▶ _THINGS TO DO_
• a. Copy the NaturalReasoning article word for word, everything from "Previous efforts to" down to "resource-intensive and costly.".
• b. Based on the NaturalReasoning article, is each statement true? Answer yes or no, and quote the words that decide it.
(i) The dataset was built together with researchers from New York University.
(ii) The dataset contains 2.8 billion questions.
(iii) Unsupervised self-training approaches need little human input.
• c. Continue the NaturalReasoning article from its last sentence.

▶ _TEXT SECTION_
◇ ◇ ◇ ◇ ◇ ◇ ◇
Meta AI Unveils ‘NATURAL REASONING’: A Comprehensive Multi-Domain Dataset Featuring 2.8 Million Questions to Boost LLMs Reasoning Skills

Meta AI, in collaboration with researchers from New York University, has unveiled a groundbreaking dataset named NATURALREASONING, designed to significantly enhance the reasoning capabilities of large language models (LLMs). This dataset, which comprises 2.8 million reasoning questions, draws from a variety of disciplines, including Mathematics, Physics, Computer Science, and Economics, aiming to provide a more robust resource for evaluating and improving LLM performance in real-world reasoning tasks.

The announcement comes at a time when advancements in LLMs have been notable, particularly with models like OpenAI’s o1 and DeepSeek’s R1, which have excelled in traditional problem-solving benchmarks. However, existing datasets often fall short in offering diverse and open-ended reasoning assessments, limiting the ability to comprehensively evaluate these models’ true potential. The conventional datasets tend to focus on specific problem-solving tasks without addressing the need for a broader range of reasoning scenarios.

Previous efforts to enhance LLM reasoning have relied heavily on synthetic data generation and unsupervised self-training methods. While techniques such as STaR and MetaMath have shown promise, they depend on existing high-quality datasets, which can restrict their scalability. Moreover, unsupervised self-training approaches often require substantial human input, making them resource-intensive and costly.
◇ ◇ ◇ ◇ ◇ ◇ ◇
▶ _THE DATA_
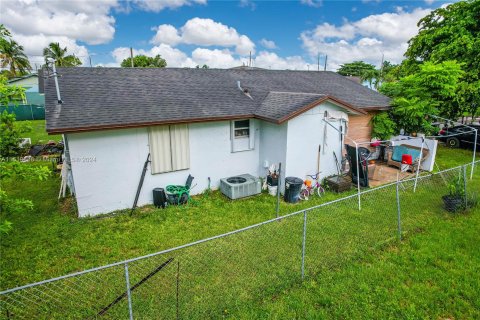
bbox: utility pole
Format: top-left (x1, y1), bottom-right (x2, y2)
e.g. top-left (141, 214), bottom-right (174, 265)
top-left (130, 47), bottom-right (134, 68)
◇ ◇ ◇ ◇ ◇ ◇ ◇
▶ _ANSWERS BY TASK_
• a.
Previous efforts to enhance LLM reasoning have relied heavily on synthetic data generation and unsupervised self-training methods. While techniques such as STaR and MetaMath have shown promise, they depend on existing high-quality datasets, which can restrict their scalability. Moreover, unsupervised self-training approaches often require substantial human input, making them resource-intensive and costly.

• b.
(i) Yes: "in collaboration with researchers from New York University"
(ii) No: "comprises 2.8 million reasoning questions"
(iii) No: "often require substantial human input"

• c.
In contrast, NATURALREASONING takes a novel approach by utilizing backtranslation from pretraining corpora to create authentic reasoning questions. This method not only ensures the dataset reflects real-world problems but also integrates a mix of verifiable and open-ended queries, including theorem proving. Such diversity is crucial for training algorithms that can enhance LLMs’ reasoning abilities beyond mere verification tasks.

The dataset’s effectiveness is demonstrated through two main strategies: knowledge distillation and supervised finetuning. These methods facilitate improved scaling trends compared to existing datasets. For instance, when targeting specific reasoning benchmarks like GPQA, the researchers extracted a sample of benchmark questions and identified similar decontaminated questions from NATURALREASONING using cosine similarity between question embeddings. This process enhances the dataset’s utility by clustering questions into groups for more focused training.

Evaluation results indicate that models trained with NATURALREASONING outperform others, such as Llama3.1-8B-Instruct, even with a smaller training set of 1.5 million examples. In contrast, datasets like OpenMathInstruct-2 and WebInstruct struggle to achieve comparable performance, particularly in generalization across different benchmarks. Math-specific datasets have shown strong results in math-related tasks but have not been able to maintain performance consistency in broader reasoning contexts.

In summary, the introduction of NATURALREASONING marks a significant step forward in advancing the capabilities of LLMs. By offering a diverse range of reasoning questions across multiple domains, this dataset aims to facilitate the development of more capable AI systems. The research highlights the potential for enhanced reasoning performance through knowledge distillation and unsupervised self-training, paving the way for future advancements in AI reasoning capabilities. Researchers and practitioners interested in exploring this dataset can find it available for access and further study.